Point labeling examples:
= = =

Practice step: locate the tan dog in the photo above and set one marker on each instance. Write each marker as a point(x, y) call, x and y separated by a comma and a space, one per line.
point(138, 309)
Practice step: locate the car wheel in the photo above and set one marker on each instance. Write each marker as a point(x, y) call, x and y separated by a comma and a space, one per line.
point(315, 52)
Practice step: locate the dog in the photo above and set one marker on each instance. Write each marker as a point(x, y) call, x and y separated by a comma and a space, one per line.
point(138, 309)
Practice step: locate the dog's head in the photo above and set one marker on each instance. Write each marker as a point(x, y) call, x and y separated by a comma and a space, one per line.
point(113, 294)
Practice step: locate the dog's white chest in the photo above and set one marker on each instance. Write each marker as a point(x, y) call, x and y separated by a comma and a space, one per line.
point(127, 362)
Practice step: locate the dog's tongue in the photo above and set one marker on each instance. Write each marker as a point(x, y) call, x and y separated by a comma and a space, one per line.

= = =

Given exercise ->
Put the items above into a Markdown table with the columns "Row" and "Line". Give each nonblank line its own row and number the rows in order.

Expected answer ->
| Row | Line |
|---|---|
| 1 | Practice step: locate the tan dog in the photo above and set one marker on each instance. Write each marker as a point(x, y) call, x and y separated by a comma and a space, one per line. |
| 2 | point(138, 309) |
| 3 | Practice step: locate the car wheel in the photo above and set one marker on each instance. Write each marker as a point(x, y) call, x and y separated by a comma and a space, one per line. |
| 4 | point(315, 52) |
| 5 | Practice step: locate the dog in the photo above and set one marker on each instance. Write each marker as a point(x, y) call, x and y separated by a comma and a space, one per line. |
| 6 | point(138, 309) |
| 7 | Practice step: locate the dog's head in the photo above and set one marker on each instance. Write each marker as a point(x, y) call, x and y separated by a comma and a space, one per line. |
| 8 | point(113, 294) |
| 9 | Practice step: locate the dog's white chest in the photo above and set one marker on each instance. Write each marker as a point(x, y) call, x and y separated by a comma and a space, one per line. |
| 10 | point(127, 362) |
| 11 | Practice step: locate the dog's tongue in the photo above and set one marker on each instance. Write each marker as a point(x, y) call, x and y separated by a comma and a space, one per line. |